• _TASK INSTRUCTIONS_
In full and without changes, output the data.

• _AVAILABLE DATA_
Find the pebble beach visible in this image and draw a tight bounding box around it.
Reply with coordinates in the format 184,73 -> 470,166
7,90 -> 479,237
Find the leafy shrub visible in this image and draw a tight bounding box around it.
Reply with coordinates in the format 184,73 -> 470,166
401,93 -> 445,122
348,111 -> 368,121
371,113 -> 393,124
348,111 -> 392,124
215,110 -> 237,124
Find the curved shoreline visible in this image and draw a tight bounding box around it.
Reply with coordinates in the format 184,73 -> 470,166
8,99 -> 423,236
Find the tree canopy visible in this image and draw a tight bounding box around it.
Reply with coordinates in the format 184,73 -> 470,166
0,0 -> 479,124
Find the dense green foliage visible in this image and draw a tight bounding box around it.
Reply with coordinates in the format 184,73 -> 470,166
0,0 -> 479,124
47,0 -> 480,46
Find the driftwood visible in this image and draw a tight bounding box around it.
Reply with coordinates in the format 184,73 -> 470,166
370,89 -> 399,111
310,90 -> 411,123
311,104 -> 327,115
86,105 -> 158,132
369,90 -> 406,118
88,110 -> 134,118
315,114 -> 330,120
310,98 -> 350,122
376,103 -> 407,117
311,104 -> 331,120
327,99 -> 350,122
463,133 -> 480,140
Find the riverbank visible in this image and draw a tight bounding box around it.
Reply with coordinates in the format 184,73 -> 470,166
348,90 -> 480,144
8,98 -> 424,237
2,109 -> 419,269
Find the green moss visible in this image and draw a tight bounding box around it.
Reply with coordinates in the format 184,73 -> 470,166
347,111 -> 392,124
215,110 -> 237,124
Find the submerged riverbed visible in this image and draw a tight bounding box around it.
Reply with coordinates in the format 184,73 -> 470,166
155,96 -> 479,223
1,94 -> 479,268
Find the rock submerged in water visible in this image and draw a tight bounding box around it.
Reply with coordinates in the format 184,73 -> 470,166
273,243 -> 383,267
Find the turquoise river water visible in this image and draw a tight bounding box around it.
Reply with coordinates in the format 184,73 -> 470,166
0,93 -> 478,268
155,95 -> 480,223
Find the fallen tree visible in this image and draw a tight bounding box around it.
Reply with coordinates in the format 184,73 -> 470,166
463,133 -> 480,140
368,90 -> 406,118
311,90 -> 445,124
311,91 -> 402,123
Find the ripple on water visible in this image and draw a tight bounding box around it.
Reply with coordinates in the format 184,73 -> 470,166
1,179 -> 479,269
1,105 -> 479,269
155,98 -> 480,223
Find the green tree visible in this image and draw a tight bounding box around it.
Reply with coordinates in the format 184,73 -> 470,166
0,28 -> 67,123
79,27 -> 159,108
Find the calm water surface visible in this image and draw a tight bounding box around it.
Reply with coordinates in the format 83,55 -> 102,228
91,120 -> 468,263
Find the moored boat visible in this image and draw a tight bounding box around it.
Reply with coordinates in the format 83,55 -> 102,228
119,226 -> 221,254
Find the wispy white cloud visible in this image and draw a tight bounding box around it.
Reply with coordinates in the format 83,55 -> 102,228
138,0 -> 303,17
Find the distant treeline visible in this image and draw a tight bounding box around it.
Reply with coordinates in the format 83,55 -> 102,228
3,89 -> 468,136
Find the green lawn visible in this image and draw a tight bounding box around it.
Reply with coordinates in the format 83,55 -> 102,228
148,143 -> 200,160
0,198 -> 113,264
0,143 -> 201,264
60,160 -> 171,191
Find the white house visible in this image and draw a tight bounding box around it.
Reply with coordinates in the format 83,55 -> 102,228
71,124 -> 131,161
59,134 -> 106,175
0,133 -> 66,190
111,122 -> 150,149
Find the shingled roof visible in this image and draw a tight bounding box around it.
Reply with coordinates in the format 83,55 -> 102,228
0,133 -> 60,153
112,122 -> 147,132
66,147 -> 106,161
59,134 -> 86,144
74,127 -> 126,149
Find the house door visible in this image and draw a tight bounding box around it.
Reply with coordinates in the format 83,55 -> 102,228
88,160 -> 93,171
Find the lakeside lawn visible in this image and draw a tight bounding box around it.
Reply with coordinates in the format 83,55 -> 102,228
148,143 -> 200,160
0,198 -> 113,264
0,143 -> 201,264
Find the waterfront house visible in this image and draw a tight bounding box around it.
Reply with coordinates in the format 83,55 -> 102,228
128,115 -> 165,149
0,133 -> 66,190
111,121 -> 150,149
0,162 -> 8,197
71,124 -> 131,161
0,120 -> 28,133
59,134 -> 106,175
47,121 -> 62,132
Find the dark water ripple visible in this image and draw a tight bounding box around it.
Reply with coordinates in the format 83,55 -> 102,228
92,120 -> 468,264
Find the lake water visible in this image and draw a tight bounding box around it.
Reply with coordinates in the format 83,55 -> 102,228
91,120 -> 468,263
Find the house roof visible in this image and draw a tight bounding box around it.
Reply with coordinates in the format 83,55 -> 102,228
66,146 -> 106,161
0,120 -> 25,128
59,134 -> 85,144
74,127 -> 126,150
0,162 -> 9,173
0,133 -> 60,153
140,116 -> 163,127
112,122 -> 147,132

• _EXPECTED ANSWER_
Find the pebble beach visible in this image and draw a tight bounding box around it.
Reply with coordinates in the format 184,73 -> 470,166
7,90 -> 479,237
Find the leafy shrub visible in this image and draw a tight bounding box around it.
Reply with coordinates in the format 184,73 -> 470,166
401,93 -> 445,122
348,111 -> 368,121
371,113 -> 393,124
348,111 -> 392,124
215,110 -> 237,124
Find the curved shoreline visible in this image and draw a tight bounding box around it.
Reply with coordinates in the format 184,73 -> 470,166
8,99 -> 423,236
Find the tree canopy visible in this image and draw a tight bounding box around it.
Reply with coordinates in the format 184,73 -> 470,166
0,0 -> 479,124
Find the dense green foliage visible in this image and draw a tight bounding box around it.
Reply with coordinates in the format 184,73 -> 470,166
0,0 -> 479,124
47,0 -> 480,46
Find the driftwood visible in this image and draw a tight bounding box around it.
Reply with coordinates in the format 184,73 -> 470,166
370,89 -> 399,111
310,90 -> 411,123
311,104 -> 327,115
86,105 -> 158,132
369,90 -> 406,118
88,110 -> 134,118
315,114 -> 330,120
310,98 -> 350,122
376,103 -> 407,117
311,104 -> 331,120
327,99 -> 350,122
463,133 -> 480,140
Find the riverbank visible in this image and draw a tight bounding box around it.
Reply with coordinates in the format 184,73 -> 470,166
348,90 -> 480,144
8,98 -> 424,237
2,109 -> 419,269
Find the green moss visible in this image and draw a tight bounding box around it.
Reply with coordinates in the format 184,73 -> 470,166
347,111 -> 392,124
215,110 -> 237,124
Find the submerged riverbed visible in this image and draw a tight bounding box around it.
Reply with coordinates in the format 184,73 -> 470,166
155,96 -> 479,223
1,94 -> 479,268
Find the rock submerged in water visible in this image and draw a tight bounding box around it.
Reply with coordinates in the format 184,73 -> 470,166
273,243 -> 383,267
Find the turquoise river water visible in this image and draw a tight bounding box around it.
Reply with coordinates in the format 184,73 -> 470,166
0,93 -> 478,268
155,95 -> 480,223
Find the fallen tree visible in this image and draw a tight bounding box around it.
Reply with coordinates in the format 184,73 -> 470,166
463,133 -> 480,140
368,90 -> 406,118
311,90 -> 445,124
311,91 -> 402,123
Find the ripple on water visible in this image and draw a tight bounding box around it.
Reply with coordinates in the format 184,73 -> 470,166
1,179 -> 479,269
1,105 -> 479,269
155,98 -> 480,223
Find the green tree visible in this image and draw a tight bounding box around it.
Reply with coordinates in the format 184,73 -> 470,166
0,28 -> 67,123
79,27 -> 159,108
Find the calm water surface visible in this image and draw a tight bounding box around it.
Reply with coordinates in the format 83,55 -> 102,228
91,120 -> 468,263
Find the moored boat visible in this image and draw a tight bounding box around it.
Reply with coordinates in the format 83,55 -> 102,228
119,226 -> 221,254
Find the wispy white cloud visible in this image and draw a tight bounding box around it.
Reply with coordinates in the format 83,55 -> 102,228
138,0 -> 303,17
Find the distant treeline visible in this image and draw a tight bounding box around it.
Reply with coordinates in the format 83,55 -> 102,228
3,89 -> 468,136
Find the green lawn visible in this image and draw a tight bounding box around it.
Reply with coordinates in the format 83,55 -> 102,228
148,143 -> 200,160
0,198 -> 113,264
0,143 -> 201,264
60,160 -> 171,191
Find the white house visible in this image and draw a tight bounding box around it.
Reply with coordinates in the format 83,55 -> 102,228
71,124 -> 131,161
59,134 -> 106,175
0,133 -> 66,190
111,122 -> 150,149
Find the shingled roof visible in this image and draw a tight bounding box around it.
Reply with coordinates in the format 83,55 -> 102,228
0,133 -> 60,153
112,122 -> 147,132
66,147 -> 106,161
59,134 -> 86,144
74,127 -> 126,149
Find the house door visible in this image and draw a tight bounding box around it.
Reply with coordinates in the format 83,55 -> 102,228
88,160 -> 93,171
Find the lakeside lawn visible in this image and draw a tight bounding box around it.
Reply with coordinates in the format 83,55 -> 102,228
148,143 -> 200,160
0,198 -> 113,264
0,143 -> 201,264
Find the waterfront house visible in this image and draw a tight bounding box around it.
Reply with coordinates in the format 83,55 -> 102,228
128,115 -> 165,149
0,133 -> 66,190
111,121 -> 150,149
0,162 -> 8,197
71,124 -> 131,161
0,120 -> 28,133
59,134 -> 106,175
47,121 -> 62,132
Find the dark water ripple visible in this image and draw a tight bounding box around it.
Reply with coordinates in the format 83,55 -> 102,228
92,120 -> 468,264
Find the lake water visible in this image and draw a tight bounding box around it.
Reply with coordinates in the format 83,55 -> 102,228
91,120 -> 468,263
Find the house roof visible in this image and draw a tight bounding box around it.
Reply with coordinates in the format 83,55 -> 102,228
66,146 -> 106,161
0,120 -> 25,128
59,134 -> 85,144
74,127 -> 126,150
0,162 -> 9,173
0,133 -> 60,153
140,116 -> 163,127
112,122 -> 147,132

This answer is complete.